***** SOURCE DOCUMENT *****
Solving simultaneous homogenous differential equation

[kleyton]

Homework Statement

Solv the simultaneous homogenous differential equation
$$\begin{cases} dy/dx + dz/dx + 3y = 0 \\ dy/dx - y + z = 0 \end{cases}$$

Homework Equations

The Attempt at a Solution

(from eq 2),
$$dy/dx = y - z$$ --- eq (3)
(substituting eq 3 in eq 1),
$$\therefore dz/dx = z - 4y$$
$$\therefore dz = (z - 4y)dx$$
$$but, dy/(y - z) = dx$$
$$\therefore dz = \frac{(z - 4y)}{(y - z)} dy$$
$$\therefore dz = \frac{(z - 4y)}{(y - z)} dy$$

I am now having trouble separating the variables. Help would be appreciated.

 

[micromass]

Hi Kleyton!
*****
STATED EXERCISE 1: In the forum thread, what does the poster say they are now having trouble doing?
The forum thread and the rows that follow it were taken from unrelated sources.
***** LISTED ENTRIES *****
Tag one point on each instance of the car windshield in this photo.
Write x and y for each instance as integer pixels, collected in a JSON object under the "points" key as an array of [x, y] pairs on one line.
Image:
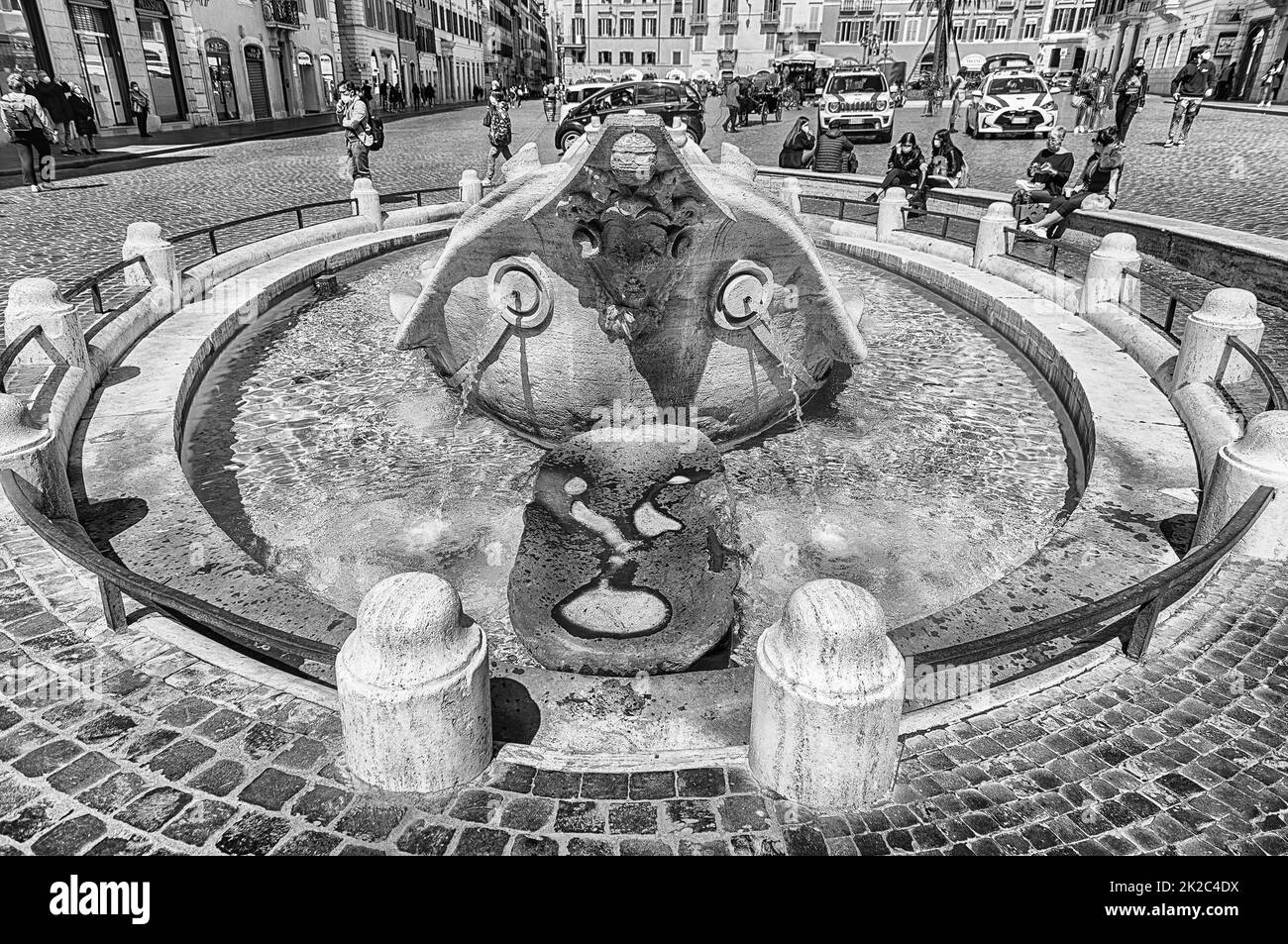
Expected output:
{"points": [[855, 85], [1017, 85]]}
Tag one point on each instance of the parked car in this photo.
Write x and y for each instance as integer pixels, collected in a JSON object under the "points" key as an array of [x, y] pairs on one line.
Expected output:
{"points": [[1014, 101], [579, 93], [859, 103], [669, 99]]}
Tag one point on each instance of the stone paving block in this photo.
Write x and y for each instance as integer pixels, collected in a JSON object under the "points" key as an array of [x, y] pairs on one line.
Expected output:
{"points": [[254, 833], [154, 809], [425, 837], [309, 842], [198, 822], [220, 778], [271, 788], [48, 758], [180, 759]]}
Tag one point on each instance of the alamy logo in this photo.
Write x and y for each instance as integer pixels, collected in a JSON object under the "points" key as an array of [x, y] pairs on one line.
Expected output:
{"points": [[73, 896]]}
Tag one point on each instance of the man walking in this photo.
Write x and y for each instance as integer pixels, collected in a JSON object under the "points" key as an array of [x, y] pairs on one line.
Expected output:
{"points": [[1193, 84], [730, 101], [355, 119]]}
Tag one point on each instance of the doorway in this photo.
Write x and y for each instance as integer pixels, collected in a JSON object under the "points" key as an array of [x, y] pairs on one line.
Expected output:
{"points": [[258, 78]]}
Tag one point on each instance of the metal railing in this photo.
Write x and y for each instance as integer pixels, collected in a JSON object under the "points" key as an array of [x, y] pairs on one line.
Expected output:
{"points": [[419, 196], [945, 220], [213, 231], [863, 210], [1147, 599], [11, 353], [1155, 284], [69, 539], [1275, 397], [1017, 237]]}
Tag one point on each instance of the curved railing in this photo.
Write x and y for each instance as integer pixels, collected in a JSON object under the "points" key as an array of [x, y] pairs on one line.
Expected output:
{"points": [[1147, 597]]}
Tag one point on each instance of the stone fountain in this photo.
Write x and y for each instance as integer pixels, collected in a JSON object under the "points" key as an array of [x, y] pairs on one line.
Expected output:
{"points": [[630, 308]]}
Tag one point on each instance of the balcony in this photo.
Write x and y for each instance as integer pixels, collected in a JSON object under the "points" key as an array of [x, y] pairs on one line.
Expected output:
{"points": [[283, 14]]}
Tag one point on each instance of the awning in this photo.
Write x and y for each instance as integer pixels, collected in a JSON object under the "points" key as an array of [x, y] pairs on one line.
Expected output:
{"points": [[803, 56]]}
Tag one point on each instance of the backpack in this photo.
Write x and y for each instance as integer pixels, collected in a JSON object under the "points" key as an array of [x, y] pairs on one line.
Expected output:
{"points": [[16, 116], [376, 129]]}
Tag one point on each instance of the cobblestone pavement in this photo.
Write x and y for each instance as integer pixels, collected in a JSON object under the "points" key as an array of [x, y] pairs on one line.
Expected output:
{"points": [[1225, 175], [1179, 755]]}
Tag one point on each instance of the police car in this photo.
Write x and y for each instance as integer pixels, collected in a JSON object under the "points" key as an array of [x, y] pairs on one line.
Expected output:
{"points": [[1012, 101], [859, 103]]}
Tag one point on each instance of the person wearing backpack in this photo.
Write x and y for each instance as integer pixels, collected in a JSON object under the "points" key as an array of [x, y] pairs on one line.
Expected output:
{"points": [[498, 133], [359, 136], [1131, 89], [30, 129]]}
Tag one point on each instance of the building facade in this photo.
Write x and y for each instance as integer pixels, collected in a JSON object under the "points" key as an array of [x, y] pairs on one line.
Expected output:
{"points": [[1245, 39], [200, 63]]}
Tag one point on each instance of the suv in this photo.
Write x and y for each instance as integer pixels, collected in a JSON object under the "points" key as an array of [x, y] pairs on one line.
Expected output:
{"points": [[858, 103], [669, 99], [1012, 101]]}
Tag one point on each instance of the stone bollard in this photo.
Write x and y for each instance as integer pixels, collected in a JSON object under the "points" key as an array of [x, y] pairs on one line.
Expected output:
{"points": [[145, 240], [24, 450], [369, 201], [791, 194], [1203, 353], [991, 237], [1258, 459], [415, 695], [38, 301], [890, 213], [825, 699], [472, 188], [1104, 282]]}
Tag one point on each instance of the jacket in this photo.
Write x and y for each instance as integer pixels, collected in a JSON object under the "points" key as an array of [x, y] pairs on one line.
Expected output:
{"points": [[829, 156], [1196, 78]]}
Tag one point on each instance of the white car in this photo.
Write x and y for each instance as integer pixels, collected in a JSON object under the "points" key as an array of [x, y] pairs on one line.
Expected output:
{"points": [[859, 103], [1012, 102]]}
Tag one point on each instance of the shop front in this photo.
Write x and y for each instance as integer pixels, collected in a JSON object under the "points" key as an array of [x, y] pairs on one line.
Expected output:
{"points": [[22, 43]]}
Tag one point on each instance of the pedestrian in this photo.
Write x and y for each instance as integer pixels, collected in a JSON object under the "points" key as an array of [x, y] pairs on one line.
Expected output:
{"points": [[1131, 89], [1192, 85], [832, 151], [730, 101], [945, 167], [29, 129], [82, 120], [905, 168], [141, 106], [356, 120], [1047, 175], [1083, 101], [798, 147], [1096, 188], [1270, 84], [53, 98], [498, 133]]}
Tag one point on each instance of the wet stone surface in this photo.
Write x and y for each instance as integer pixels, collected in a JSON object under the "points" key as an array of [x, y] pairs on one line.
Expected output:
{"points": [[903, 478]]}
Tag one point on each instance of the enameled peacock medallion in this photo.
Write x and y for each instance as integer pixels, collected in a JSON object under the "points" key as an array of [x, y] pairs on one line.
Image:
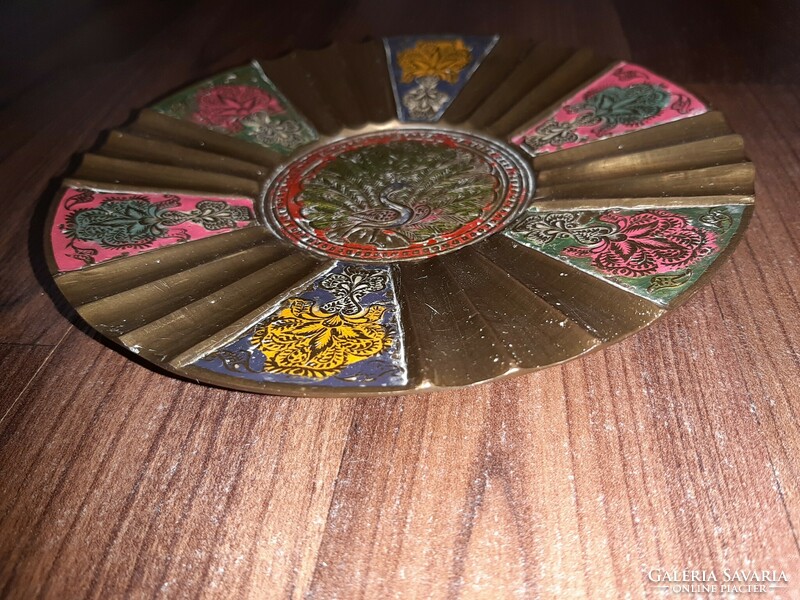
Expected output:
{"points": [[398, 195]]}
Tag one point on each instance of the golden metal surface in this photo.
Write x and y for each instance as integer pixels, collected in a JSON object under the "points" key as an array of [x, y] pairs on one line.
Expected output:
{"points": [[492, 310]]}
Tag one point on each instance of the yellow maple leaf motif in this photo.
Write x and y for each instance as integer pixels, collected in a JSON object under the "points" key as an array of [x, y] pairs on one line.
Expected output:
{"points": [[444, 59], [302, 339]]}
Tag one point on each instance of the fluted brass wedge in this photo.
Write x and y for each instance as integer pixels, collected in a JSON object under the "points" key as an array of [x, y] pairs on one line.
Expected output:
{"points": [[404, 214]]}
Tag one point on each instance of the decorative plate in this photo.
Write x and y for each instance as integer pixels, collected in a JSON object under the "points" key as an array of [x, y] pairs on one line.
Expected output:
{"points": [[415, 213]]}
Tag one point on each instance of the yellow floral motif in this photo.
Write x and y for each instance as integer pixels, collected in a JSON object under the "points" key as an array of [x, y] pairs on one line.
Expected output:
{"points": [[305, 340], [444, 59]]}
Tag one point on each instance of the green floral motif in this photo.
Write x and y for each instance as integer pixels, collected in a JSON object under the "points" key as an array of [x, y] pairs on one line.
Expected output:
{"points": [[136, 222], [630, 106], [395, 194]]}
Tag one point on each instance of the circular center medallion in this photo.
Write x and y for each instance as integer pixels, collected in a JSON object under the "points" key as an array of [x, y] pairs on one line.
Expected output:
{"points": [[398, 195]]}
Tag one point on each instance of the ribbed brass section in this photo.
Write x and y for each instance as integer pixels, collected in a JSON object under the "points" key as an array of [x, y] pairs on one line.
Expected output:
{"points": [[117, 170], [573, 74], [116, 276], [447, 340], [491, 73], [708, 125], [185, 133], [710, 152], [169, 336], [137, 306], [602, 309], [540, 62], [133, 147], [534, 332], [736, 179], [627, 203]]}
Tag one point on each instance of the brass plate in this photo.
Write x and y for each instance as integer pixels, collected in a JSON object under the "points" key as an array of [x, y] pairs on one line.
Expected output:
{"points": [[408, 214]]}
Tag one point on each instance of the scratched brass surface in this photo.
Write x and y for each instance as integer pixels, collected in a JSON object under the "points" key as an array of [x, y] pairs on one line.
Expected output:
{"points": [[491, 310]]}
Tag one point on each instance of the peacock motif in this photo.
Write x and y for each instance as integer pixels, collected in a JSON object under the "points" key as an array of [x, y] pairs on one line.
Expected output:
{"points": [[393, 195]]}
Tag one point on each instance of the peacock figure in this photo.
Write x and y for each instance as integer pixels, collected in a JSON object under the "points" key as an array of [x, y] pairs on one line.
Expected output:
{"points": [[393, 195]]}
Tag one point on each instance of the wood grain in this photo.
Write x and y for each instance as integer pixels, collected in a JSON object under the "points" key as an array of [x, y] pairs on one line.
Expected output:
{"points": [[676, 448]]}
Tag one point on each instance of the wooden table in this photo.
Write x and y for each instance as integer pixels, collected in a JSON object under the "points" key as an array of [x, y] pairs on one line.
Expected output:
{"points": [[675, 449]]}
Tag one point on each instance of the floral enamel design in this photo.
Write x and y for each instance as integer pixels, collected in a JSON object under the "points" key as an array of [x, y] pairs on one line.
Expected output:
{"points": [[624, 99], [429, 72], [243, 103], [93, 226], [646, 243], [224, 107], [309, 340]]}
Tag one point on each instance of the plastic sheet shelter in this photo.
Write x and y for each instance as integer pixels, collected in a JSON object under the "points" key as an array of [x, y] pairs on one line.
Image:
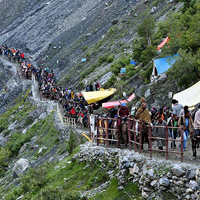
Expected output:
{"points": [[190, 96], [163, 64], [92, 97], [109, 105], [166, 40]]}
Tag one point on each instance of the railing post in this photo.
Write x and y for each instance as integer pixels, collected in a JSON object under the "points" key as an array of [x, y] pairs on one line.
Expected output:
{"points": [[182, 132], [135, 135], [140, 138], [107, 141], [150, 141], [118, 140], [97, 131], [90, 128], [129, 134], [167, 144]]}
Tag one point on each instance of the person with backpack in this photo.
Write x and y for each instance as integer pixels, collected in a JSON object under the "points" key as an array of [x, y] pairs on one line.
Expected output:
{"points": [[176, 107], [173, 122], [187, 123], [197, 125], [160, 131]]}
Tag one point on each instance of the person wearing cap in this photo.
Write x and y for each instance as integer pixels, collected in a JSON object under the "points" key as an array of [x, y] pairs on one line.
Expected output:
{"points": [[143, 114], [197, 126], [176, 107], [123, 112], [113, 114]]}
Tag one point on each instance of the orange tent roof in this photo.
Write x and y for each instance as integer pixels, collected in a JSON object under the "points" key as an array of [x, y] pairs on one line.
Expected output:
{"points": [[109, 105], [166, 40]]}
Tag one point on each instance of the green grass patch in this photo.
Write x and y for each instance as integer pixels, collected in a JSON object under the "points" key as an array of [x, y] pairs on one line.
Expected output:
{"points": [[112, 193]]}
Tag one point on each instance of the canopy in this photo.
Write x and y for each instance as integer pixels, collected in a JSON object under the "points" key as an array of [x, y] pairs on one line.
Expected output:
{"points": [[95, 96], [109, 105], [163, 64], [166, 40], [190, 96]]}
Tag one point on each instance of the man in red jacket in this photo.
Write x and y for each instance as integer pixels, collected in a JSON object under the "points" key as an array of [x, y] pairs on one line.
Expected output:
{"points": [[22, 56], [123, 112]]}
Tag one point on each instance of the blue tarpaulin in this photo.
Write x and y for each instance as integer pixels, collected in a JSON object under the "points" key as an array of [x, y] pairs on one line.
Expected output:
{"points": [[83, 60], [133, 62], [163, 64], [123, 70]]}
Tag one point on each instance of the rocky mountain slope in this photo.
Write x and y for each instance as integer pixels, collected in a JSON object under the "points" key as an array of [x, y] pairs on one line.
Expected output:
{"points": [[60, 33], [40, 158]]}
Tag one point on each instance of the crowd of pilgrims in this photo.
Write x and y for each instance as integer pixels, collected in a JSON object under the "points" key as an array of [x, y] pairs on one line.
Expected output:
{"points": [[75, 105]]}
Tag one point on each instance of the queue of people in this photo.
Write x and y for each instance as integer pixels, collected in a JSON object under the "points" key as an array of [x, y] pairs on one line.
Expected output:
{"points": [[75, 106]]}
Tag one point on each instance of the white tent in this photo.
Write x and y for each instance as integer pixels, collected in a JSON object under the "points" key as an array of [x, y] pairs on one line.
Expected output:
{"points": [[190, 96]]}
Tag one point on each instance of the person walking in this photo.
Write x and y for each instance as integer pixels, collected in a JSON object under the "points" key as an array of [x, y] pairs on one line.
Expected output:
{"points": [[187, 123], [197, 125]]}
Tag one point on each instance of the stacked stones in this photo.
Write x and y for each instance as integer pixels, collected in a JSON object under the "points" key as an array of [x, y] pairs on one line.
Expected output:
{"points": [[155, 178]]}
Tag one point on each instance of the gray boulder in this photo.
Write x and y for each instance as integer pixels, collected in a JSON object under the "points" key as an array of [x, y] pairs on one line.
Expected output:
{"points": [[178, 171], [164, 182], [150, 174], [193, 185], [147, 93], [20, 167], [191, 174]]}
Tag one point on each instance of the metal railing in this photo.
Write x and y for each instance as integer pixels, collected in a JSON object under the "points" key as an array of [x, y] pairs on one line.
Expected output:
{"points": [[135, 129]]}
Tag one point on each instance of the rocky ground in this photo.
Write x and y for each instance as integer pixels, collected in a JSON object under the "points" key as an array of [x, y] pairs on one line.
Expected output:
{"points": [[157, 179]]}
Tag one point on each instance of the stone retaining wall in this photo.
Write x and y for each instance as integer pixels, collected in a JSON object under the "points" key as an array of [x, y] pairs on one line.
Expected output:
{"points": [[156, 178]]}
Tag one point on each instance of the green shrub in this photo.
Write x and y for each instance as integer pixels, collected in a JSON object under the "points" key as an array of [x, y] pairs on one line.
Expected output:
{"points": [[110, 58], [84, 48], [16, 141], [3, 124], [111, 81], [146, 75], [4, 159], [72, 142], [84, 74], [118, 64]]}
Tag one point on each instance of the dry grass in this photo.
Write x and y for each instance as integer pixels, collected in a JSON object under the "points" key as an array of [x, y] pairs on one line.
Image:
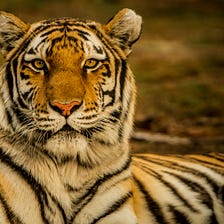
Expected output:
{"points": [[178, 64]]}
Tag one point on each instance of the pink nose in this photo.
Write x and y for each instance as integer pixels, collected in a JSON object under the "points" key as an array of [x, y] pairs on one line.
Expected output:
{"points": [[65, 108]]}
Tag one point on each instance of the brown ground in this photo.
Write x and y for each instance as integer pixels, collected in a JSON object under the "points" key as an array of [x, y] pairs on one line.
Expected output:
{"points": [[178, 64]]}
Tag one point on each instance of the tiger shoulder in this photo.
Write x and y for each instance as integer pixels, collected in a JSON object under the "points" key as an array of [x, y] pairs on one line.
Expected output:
{"points": [[67, 101]]}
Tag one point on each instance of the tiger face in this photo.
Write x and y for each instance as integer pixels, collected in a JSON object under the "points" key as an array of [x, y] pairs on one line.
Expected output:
{"points": [[68, 79]]}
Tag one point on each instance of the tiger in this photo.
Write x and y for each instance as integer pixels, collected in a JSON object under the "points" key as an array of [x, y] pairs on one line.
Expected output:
{"points": [[67, 103]]}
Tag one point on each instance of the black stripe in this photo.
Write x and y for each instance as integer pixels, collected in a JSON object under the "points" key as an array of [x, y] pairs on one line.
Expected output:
{"points": [[87, 197], [178, 217], [122, 77], [171, 187], [152, 205], [113, 208], [12, 217], [37, 188], [180, 167]]}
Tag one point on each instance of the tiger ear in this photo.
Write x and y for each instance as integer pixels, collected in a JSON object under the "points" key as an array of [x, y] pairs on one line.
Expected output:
{"points": [[12, 29], [125, 29]]}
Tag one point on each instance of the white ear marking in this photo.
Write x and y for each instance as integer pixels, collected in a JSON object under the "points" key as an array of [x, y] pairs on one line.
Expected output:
{"points": [[12, 30], [125, 29]]}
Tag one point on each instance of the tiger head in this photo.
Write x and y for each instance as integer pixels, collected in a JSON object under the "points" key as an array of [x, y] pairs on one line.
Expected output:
{"points": [[67, 80]]}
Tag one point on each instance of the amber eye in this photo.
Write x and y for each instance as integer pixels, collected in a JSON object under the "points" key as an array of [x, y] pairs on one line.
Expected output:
{"points": [[91, 63], [38, 64]]}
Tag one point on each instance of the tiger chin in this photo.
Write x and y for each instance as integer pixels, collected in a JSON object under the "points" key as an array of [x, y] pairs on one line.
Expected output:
{"points": [[67, 101]]}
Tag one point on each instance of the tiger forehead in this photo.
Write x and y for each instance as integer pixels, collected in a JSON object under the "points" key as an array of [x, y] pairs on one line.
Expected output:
{"points": [[72, 37]]}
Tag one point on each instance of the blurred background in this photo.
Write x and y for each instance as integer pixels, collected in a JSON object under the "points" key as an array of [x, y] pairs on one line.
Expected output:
{"points": [[178, 65]]}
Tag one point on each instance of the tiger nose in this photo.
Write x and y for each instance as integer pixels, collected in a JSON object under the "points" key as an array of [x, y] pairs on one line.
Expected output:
{"points": [[65, 108]]}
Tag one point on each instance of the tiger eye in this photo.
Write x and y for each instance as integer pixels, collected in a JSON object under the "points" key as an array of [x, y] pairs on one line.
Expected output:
{"points": [[38, 64], [91, 63]]}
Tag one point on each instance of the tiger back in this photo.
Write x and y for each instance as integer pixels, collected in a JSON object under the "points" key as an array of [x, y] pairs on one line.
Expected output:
{"points": [[67, 101]]}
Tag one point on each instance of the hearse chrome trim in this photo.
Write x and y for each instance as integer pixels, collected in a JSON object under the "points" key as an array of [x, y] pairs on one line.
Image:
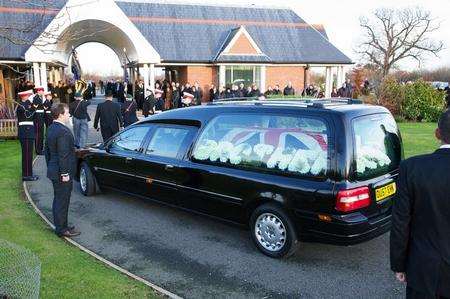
*****
STATED EXERCISE 2: Display each line of the rows that contains the string "nose".

CORRECT RESULT 1: Separating the variables.

CORRECT RESULT 2:
Tag one point on each instance of the pink nose in this photo.
Tag one point on each instance of the tiger nose in this photo.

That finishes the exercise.